> [Data to process]:
★ ★ ★

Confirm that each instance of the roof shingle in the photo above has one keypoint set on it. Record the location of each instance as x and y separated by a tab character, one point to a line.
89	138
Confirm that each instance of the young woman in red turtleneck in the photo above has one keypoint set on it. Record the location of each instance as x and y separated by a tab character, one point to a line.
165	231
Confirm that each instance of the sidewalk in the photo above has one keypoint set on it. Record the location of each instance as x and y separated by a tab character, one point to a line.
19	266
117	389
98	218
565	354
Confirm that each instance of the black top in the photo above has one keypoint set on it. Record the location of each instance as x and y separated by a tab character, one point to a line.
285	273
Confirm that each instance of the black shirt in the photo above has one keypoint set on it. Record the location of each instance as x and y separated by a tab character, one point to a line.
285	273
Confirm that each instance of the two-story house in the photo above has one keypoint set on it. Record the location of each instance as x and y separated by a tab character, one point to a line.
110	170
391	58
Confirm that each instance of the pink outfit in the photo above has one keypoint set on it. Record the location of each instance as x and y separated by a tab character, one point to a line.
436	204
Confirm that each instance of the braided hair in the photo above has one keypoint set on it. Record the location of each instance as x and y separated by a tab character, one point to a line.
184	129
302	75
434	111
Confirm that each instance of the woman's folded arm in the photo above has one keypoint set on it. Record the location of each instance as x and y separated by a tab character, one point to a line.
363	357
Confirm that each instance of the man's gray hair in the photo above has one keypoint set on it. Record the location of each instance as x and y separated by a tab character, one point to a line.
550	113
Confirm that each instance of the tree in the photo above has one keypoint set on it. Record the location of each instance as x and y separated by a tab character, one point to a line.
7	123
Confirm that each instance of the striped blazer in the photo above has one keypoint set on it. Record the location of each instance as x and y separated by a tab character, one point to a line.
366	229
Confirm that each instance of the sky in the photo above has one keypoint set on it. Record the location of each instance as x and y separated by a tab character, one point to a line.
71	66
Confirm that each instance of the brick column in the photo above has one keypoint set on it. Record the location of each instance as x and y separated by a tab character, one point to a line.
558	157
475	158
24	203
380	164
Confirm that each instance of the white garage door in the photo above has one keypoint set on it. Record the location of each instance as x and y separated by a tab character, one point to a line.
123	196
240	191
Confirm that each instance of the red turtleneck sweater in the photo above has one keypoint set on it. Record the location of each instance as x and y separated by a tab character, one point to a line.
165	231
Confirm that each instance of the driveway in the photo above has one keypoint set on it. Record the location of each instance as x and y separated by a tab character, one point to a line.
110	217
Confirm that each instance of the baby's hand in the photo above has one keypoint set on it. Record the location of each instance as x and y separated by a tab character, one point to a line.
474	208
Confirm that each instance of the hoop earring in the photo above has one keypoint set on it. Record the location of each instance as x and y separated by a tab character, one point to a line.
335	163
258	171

★ ★ ★

> [The task]:
Write the whole listing out again. Keep every line exactly as it is.

> [Your solution]:
Confirm that each instance of the roof shingle in the photo above has one keypoint set on it. Record the location of each instance as x and y separated by a tab character, one point to a line.
89	138
Confirm that each instance of the young woman in red turtleneck in the photo above has one keypoint set on it. Record the location of each instance as x and y separated by a tab character, one point to a line.
165	231
Confirm that each instance of the sidewalk in the photo above has one keypoint set on it. Record the location of each instance as x and y separated by a tab character, one point to a line.
19	266
117	389
98	218
565	354
Confirm that each instance of the black top in the photo above has one keypoint set on it. Record the location of each instance as x and y separated by a tab character, one point to a line.
285	273
Confirm that each instance of the black shirt in the photo above has one keypoint set on it. Record the location of each instance as x and y separated by a tab character, one point to a line.
285	273
Confirm that each instance of the two-story house in the photo above has one keypoint set on it. Record the location of each instance as x and y separated by a tab character, one point to a line.
110	170
391	58
Confirm that each instance of the pink outfit in the photo above has one keypoint set on it. Record the location of each instance as x and y separated by a tab character, one point to a line.
436	204
Confirm that each instance of the braided hair in the photo above has one keypoint set on it. Record the location of each instance as x and y separated by a tab character, one point to a line.
184	129
302	75
434	111
Confirm that each instance of the woman's folded arm in the photo above has one keypoint set on it. Record the location of each instance as x and y separated by a tab character, one point to a line.
363	357
Confirm that each instance of the man's gray hair in the photo above has one keypoint set on it. Record the location of each instance as x and y separated by a tab character, one point to a line.
550	113
Confirm that each instance of the tree in the photo above has one keypoint set on it. Record the location of each instance as x and y separated by a tab character, one point to a line.
7	123
Confirm that each instance of the striped blazer in the photo above has one keypoint set on it. Record the location of each instance as x and y separated by a tab character, one point to a line.
366	229
Confirm that each instance of the sky in the photo above has one keypoint set on it. Record the location of each instance as x and y separated by a tab character, one point to a line.
71	66
Confirm that each instance of the brick column in the photo above has one keypoint set on it. Record the location of each instance as x and y separated by a tab character, one point to a line.
558	157
475	158
24	203
380	164
Confirm that each instance of the white garage door in the photo above has one keypoint set on it. Record the location of each instance as x and y separated by a tab character, one point to a line.
123	196
240	191
Confirm that each instance of the red turtleneck sweater in the photo above has one keypoint set on it. Record the location of each instance as x and y separated by a tab character, one point to a line.
165	231
Confirm that each instance of the driveway in the photo above has one keypoint set on it. Record the location of each instance as x and y separated by a tab character, one point to a line.
110	217
Confirm that each instance of the baby's hand in the photo above has one keypoint set on it. Record the location of each instance as x and y separated by a tab character, one point to a line.
474	208
Confirm that each instance of the hoop earring in the photo above has one keypoint set on it. Record the location of each instance as x and y separated by a tab character, one point to a line.
335	163
258	171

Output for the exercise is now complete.